● **Do this**
Could you copy out every one of the entries below word for word, with nothing changed?

● **Exercise input**
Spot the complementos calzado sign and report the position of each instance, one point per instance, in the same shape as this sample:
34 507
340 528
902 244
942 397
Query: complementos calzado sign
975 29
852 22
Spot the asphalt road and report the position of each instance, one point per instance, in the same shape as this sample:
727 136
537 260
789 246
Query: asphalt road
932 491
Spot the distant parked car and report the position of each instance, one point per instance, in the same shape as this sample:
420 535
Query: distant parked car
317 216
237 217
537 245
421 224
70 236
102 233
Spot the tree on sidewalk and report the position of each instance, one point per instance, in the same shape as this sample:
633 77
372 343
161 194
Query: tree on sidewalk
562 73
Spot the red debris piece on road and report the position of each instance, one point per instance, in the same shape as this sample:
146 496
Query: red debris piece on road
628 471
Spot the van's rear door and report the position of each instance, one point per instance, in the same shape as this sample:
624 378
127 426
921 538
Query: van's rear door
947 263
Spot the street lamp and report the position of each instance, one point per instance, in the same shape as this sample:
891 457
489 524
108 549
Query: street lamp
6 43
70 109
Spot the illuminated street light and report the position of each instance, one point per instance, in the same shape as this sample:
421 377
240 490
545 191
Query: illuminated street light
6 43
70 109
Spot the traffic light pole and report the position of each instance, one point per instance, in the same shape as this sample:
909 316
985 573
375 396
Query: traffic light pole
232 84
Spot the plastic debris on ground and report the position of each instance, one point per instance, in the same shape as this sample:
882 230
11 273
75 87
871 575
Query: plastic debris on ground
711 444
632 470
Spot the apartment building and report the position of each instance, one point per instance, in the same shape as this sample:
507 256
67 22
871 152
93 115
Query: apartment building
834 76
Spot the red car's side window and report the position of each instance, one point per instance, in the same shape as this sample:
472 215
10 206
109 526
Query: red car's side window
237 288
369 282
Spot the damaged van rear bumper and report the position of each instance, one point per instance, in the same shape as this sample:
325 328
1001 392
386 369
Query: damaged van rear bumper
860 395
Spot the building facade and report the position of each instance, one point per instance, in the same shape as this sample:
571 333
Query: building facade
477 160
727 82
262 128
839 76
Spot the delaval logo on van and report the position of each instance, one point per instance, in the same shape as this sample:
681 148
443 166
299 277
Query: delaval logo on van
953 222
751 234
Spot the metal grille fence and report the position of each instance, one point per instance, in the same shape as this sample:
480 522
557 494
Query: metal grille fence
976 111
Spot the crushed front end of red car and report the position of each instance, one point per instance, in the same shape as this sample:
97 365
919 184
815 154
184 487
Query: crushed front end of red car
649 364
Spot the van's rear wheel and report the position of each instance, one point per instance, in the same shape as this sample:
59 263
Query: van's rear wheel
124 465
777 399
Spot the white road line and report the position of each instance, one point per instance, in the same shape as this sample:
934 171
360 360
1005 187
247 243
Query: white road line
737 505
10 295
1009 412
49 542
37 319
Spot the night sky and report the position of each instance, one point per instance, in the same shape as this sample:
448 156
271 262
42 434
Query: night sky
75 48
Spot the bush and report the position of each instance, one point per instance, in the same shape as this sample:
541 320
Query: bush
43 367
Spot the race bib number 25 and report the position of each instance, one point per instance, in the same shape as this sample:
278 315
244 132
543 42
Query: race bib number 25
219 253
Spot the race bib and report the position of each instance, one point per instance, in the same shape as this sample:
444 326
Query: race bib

● **The result**
Spot the complementos calzado sign and report the position of each instance, one point per instance, in the same shape as this sample:
34 507
340 528
902 244
942 397
Query: complementos calzado sign
975 29
852 22
Spot the asphalt road and report the position of each instance, one point per instance, in the same shape as this sample:
727 136
537 260
789 246
Query: asphalt road
932 491
Spot the distant parked car and report the position of each instance, one point per instance, in the same shape as this sample:
420 535
Query: distant parked car
317 216
237 217
537 245
421 224
70 236
102 233
Spot the tree on sidewalk and report the position of each instance, one point per instance, in the same shape as this sample:
633 77
372 343
161 194
Query: tree on sidewalk
562 73
Spot the red debris piece on road and report the position of each instance, one point per instance, in the same shape as this sample:
146 496
Query: red debris piece on road
628 471
Spot the van's rear door and report the position of each instance, one point per instance, in the same shape as this sample:
624 378
127 426
921 538
Query: van's rear door
947 263
Spot the street lamp and report the position of each instance, one point per instance, in the same shape as this sample:
891 457
489 524
108 549
Query: street lamp
6 43
70 109
Spot the illuminated street light and report the position of each instance, one point per instance, in the same shape as this sample:
421 377
240 490
545 191
Query: illuminated street light
6 43
70 109
Spot the traffic light pole and report the position of each instance, one point per instance, in the same shape as this sample:
909 316
985 573
375 396
Query: traffic light pole
232 84
Spot the plastic debris on ground and report the position of each instance, one point per instance, in the same shape as this sample:
882 230
11 273
75 87
871 575
Query: plastic debris on ground
711 444
632 470
Spot the apartment building and report the position of each instance, one point per instance, in the same shape as this sample:
507 256
67 22
871 152
93 115
Query: apartment building
834 76
Spot the red car's side window and report the position of each instance, one point per instance, in the same shape as this sample:
472 215
10 206
109 526
Query: red car's side window
237 288
369 282
Spot the damaged van rear bumper and report the position of each instance, one point per instance, in the same shape as this sample:
325 328
1001 392
386 369
Query: damaged van rear bumper
860 395
Spot the building facade and report the position of each instance, one point per instance, in the same shape as this sample:
571 333
Query: building facade
477 160
727 82
262 128
839 76
Spot the delaval logo on van and report the position of each instance, one point per instance, in the same shape as this sample:
681 148
443 166
299 277
Query: delaval logo on van
953 222
751 234
Spot the metal grille fence and report the position of each instance, one point per instance, in the same shape as this sample:
480 522
557 494
Query: metal grille fence
976 111
Spot the crushed front end of red car and report the position of each instance, one point per instance, in the same shape as this sample:
97 365
919 184
815 154
184 487
Query: crushed front end of red car
649 364
Spot the van's rear wheel and report the position of each instance, one point per instance, in the same shape as this sample:
59 263
Query: van's rear wheel
124 465
777 399
Spot the white road line and report the position of each instance, one point per instance, in the same shape as this sample:
934 171
360 360
1005 187
247 243
Query: white road line
737 505
10 295
1009 412
49 542
37 319
Spot the night sky and report the position of each instance, one point per instance, in the same shape as this sample:
448 156
271 262
42 434
Query: night sky
75 48
Spot the bush and report the position of each instance, one point per instance, in the same shape as this sample:
541 320
Query: bush
43 367
Spot the race bib number 25 and report the position of each instance, one point per instance, in the same shape as this sample:
278 315
244 132
543 42
Query: race bib number 25
219 253
Spot the race bib and report the position of each instance, one point per instance, in the same shape as this sample:
444 326
Query: race bib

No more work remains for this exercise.